Without the pictures, set down every line of the data exactly.

Segmentation mask data:
--------------------------------

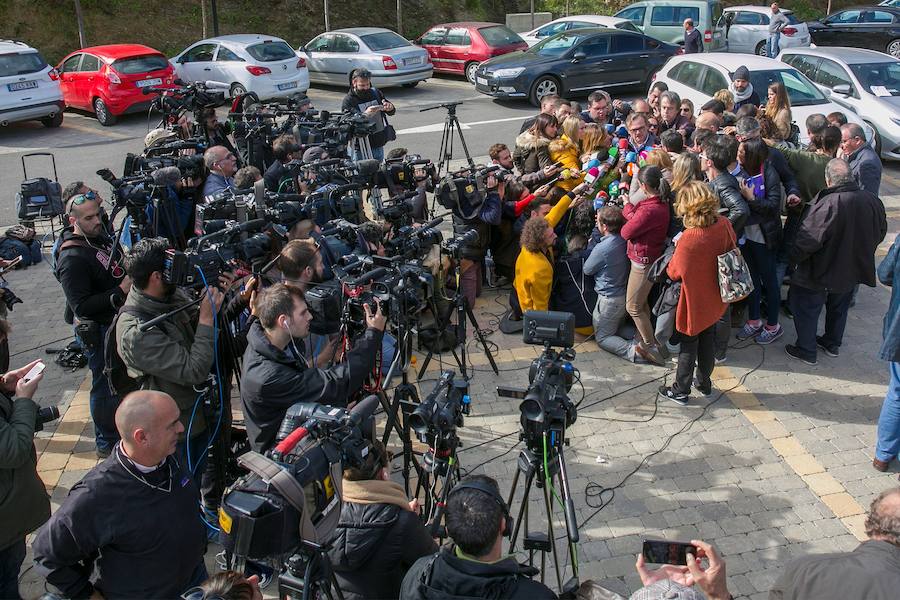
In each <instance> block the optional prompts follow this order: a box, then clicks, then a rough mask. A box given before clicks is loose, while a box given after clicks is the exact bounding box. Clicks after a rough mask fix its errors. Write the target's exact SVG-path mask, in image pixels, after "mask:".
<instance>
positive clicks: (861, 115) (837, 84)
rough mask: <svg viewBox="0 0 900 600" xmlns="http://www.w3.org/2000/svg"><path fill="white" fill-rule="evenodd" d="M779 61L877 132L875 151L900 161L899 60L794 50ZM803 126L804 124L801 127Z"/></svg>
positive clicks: (859, 48) (857, 49)
mask: <svg viewBox="0 0 900 600" xmlns="http://www.w3.org/2000/svg"><path fill="white" fill-rule="evenodd" d="M778 58H779V59H780V60H781V61H783V62H785V63H787V64H789V65H791V66H792V67H794V68H795V69H797V70H798V71H800V72H802V73H803V74H805V75H806V76H807V77H809V78H810V79H811V80H812V81H813V83H815V84H816V85H817V86H818V87H819V89H821V90H822V91H823V92H824V93H825V95H827V96H829V98H830V99H831V101H832V102H834V103H835V104H839V105H841V106H842V107H845V108H846V109H847V110H849V111H852V112H854V113H856V114H857V115H859V117H860V118H861V119H862V120H863V121H865V122H866V123H868V124H869V125H871V126H872V128H873V129H875V132H876V135H875V140H874V142H875V150H876V151H877V152H878V154H879V155H881V156H882V157H884V158H892V159H895V160H896V159H900V60H898V59H896V58H894V57H892V56H889V55H887V54H883V53H881V52H876V51H874V50H863V49H862V48H842V47H839V46H829V47H820V48H791V49H789V50H783V51H782V52H781V54H779V55H778ZM801 127H802V124H801Z"/></svg>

--------------------------------

_SOLUTION TO THE EXERCISE:_
In each <instance> block the optional prompts follow this order: a box, then clicks, then a rough mask. A box given before clicks is loose, while a box given after clicks is the exact bounding box. Clicks after a rough mask fix its errors. Write the target's exact SVG-path mask, in image pixels, after "mask:".
<instance>
positive clicks: (861, 115) (837, 84)
rough mask: <svg viewBox="0 0 900 600" xmlns="http://www.w3.org/2000/svg"><path fill="white" fill-rule="evenodd" d="M779 61L877 132L875 151L900 161L899 60L794 50ZM803 126L804 124L801 127Z"/></svg>
positive clicks: (859, 48) (857, 49)
mask: <svg viewBox="0 0 900 600" xmlns="http://www.w3.org/2000/svg"><path fill="white" fill-rule="evenodd" d="M778 58H779V59H780V60H781V61H783V62H785V63H787V64H789V65H791V66H792V67H794V68H795V69H797V70H798V71H800V72H802V73H803V74H805V75H806V76H807V77H809V78H810V79H811V80H812V81H813V83H815V84H816V85H817V86H818V87H819V89H821V90H822V91H823V92H824V93H825V95H827V96H829V98H830V99H831V101H832V102H834V103H835V104H839V105H841V106H842V107H845V108H846V109H847V110H849V111H852V112H854V113H856V114H857V115H859V117H860V118H861V119H862V120H863V121H865V122H866V123H868V124H869V125H871V126H872V128H873V129H875V132H876V135H875V140H874V142H875V150H876V151H877V152H878V154H879V155H881V156H882V157H884V158H892V159H895V160H896V159H900V60H898V59H896V58H894V57H892V56H889V55H887V54H883V53H881V52H876V51H874V50H863V49H862V48H842V47H839V46H829V47H820V48H791V49H789V50H783V51H782V52H781V54H779V55H778ZM801 127H802V124H801Z"/></svg>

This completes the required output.